**Receta propuesta**.
He modificado la receta original hasta dar con el resultado que más se
adapta a mis gustos, un pan denso y ligero al mismo tiempo.

Para una hogaza

1. En un recipiente grande para pan, pon 180 g de harina de trigo sin


blanquear, 195 g de harina integral molida a la piedra y 100 g de
harina integral de molido grueso (si te cuesta encontrarla, usa harina
integral normal). Añade una cucharadita colmada de sal y una
cucharada sopera de germen de trigo o de maíz.
2. Mezcla media cucharadita rasa de levadura con 360 ml de líquido —
mitad leche, mitad agua, o más agua que leche—; lo que tengas más a
mano. (Si piensas fermentar la masa toda la noche, reduce la levadura
a un cuarto de cucharadita.)
3. Vierte el líquido sobre la harina y mezcla. La masa no debe quedar ni
seca ni pegajosa, aunque debería tender más hacia lo segundo. Si está
pegajosa en exceso, agrega un poco más de harina.
4. Amasa bien, espolvorea la bola con harina e introdúcela en un
recipiente caliente (aunque yo alguna vez la he puesto en una
ensaladera recién sacada de la alacena). Deja reposar en un rincón
fresco sin corrientes y sigue con tus cosas.
5. Cuando llegues a casa, golpea la masa, trabájala bien, espolvoréala con
harina y olvídate de ella el tiempo que necesites.

**Extractos de datos**.

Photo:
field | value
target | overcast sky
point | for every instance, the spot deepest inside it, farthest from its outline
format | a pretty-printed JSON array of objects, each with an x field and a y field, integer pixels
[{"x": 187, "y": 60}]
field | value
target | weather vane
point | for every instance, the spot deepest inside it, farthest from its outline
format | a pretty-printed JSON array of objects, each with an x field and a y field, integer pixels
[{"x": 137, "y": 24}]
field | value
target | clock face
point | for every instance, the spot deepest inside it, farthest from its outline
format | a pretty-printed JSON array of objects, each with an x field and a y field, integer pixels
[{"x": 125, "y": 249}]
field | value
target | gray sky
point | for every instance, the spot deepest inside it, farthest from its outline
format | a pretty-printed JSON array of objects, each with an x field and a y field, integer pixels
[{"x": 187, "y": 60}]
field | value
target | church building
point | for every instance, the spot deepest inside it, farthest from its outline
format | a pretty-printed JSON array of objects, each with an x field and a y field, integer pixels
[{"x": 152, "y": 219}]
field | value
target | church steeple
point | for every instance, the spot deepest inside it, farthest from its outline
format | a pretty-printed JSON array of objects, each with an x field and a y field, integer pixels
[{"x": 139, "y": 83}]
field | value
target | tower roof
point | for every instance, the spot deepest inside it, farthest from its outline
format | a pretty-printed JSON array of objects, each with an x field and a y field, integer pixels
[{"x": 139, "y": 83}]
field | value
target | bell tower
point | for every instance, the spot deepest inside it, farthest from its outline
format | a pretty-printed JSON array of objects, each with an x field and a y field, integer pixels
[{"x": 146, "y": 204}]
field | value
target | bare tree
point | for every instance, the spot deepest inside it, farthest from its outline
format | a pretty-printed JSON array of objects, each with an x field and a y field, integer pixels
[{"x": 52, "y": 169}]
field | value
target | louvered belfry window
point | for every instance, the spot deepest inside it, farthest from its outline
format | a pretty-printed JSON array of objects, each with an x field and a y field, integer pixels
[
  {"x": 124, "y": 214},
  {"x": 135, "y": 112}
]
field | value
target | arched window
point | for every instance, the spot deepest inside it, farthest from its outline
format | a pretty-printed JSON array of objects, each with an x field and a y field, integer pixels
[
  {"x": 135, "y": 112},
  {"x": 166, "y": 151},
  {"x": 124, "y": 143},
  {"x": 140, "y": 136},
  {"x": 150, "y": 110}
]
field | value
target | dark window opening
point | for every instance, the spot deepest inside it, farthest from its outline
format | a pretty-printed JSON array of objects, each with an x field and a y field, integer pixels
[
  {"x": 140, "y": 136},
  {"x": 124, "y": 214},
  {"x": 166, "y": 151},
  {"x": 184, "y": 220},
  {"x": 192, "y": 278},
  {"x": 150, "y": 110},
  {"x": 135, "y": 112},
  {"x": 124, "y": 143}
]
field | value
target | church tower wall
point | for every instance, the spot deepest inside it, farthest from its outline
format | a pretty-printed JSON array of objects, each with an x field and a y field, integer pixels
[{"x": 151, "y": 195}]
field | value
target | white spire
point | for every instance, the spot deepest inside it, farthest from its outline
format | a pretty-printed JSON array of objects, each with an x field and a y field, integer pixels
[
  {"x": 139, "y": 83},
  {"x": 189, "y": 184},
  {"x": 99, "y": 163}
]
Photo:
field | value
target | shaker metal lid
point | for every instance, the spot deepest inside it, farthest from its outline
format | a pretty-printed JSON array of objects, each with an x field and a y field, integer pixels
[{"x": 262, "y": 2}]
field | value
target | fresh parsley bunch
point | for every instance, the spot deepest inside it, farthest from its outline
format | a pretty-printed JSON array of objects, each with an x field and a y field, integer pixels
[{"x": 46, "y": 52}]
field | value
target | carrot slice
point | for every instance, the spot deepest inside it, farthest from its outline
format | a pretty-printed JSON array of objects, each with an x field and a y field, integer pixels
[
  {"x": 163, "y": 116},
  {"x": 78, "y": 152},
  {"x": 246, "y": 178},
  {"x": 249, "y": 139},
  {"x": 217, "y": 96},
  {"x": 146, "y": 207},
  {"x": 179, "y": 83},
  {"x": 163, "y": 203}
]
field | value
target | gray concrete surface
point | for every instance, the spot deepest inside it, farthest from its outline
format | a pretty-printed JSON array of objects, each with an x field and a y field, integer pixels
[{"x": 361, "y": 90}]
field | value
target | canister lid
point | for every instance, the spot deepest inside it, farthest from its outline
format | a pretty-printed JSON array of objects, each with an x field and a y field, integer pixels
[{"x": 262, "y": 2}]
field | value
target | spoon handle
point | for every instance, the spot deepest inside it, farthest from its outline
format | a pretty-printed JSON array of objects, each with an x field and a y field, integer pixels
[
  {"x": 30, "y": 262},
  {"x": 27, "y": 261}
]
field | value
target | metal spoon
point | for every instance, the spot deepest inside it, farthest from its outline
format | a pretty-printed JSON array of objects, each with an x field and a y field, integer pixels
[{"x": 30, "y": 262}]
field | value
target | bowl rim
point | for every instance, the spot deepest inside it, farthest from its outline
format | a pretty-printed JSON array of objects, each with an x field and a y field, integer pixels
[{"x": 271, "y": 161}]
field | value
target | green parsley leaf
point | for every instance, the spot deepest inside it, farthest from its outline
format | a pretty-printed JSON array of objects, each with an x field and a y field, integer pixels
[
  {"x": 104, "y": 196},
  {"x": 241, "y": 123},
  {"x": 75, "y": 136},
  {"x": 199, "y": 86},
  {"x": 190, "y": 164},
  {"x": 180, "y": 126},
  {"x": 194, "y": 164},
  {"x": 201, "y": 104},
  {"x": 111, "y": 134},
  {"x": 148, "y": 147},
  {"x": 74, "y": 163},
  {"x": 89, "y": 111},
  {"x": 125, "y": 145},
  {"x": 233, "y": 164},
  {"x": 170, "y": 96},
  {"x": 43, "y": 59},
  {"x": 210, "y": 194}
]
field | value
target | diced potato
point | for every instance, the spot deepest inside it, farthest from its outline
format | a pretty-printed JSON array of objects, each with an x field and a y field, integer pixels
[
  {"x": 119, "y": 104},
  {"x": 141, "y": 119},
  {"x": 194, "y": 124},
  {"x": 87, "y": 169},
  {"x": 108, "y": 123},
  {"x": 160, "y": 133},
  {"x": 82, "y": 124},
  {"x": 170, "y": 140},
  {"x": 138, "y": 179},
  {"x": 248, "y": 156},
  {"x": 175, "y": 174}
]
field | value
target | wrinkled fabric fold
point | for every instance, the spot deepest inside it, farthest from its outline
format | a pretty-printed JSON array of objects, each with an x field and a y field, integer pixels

**Las tareas**.
(A) Responde estas preguntas sobre la receta de pan:
(i) ¿Cuántos gramos de harina integral molida a la piedra lleva la hogaza?
(ii) ¿Cuántos mililitros de líquido se mezclan con la levadura?
(iii) ¿A cuánto se reduce la levadura si la masa va a fermentar toda la noche?
(B) ¿Puedes transcribir de la receta de pan el fragmento que empieza con "1. En un recipiente" y sigue hasta "trigo o de maíz."?

**Resultados por tarea**.
(A)
(i) 195 g
(ii) 360 ml
(iii) A un cuarto de cucharadita

(B)
1. En un recipiente grande para pan, pon 180 g de harina de trigo sin


blanquear, 195 g de harina integral molida a la piedra y 100 g de
harina integral de molido grueso (si te cuesta encontrarla, usa harina
integral normal). Añade una cucharadita colmada de sal y una
cucharada sopera de germen de trigo o de maíz.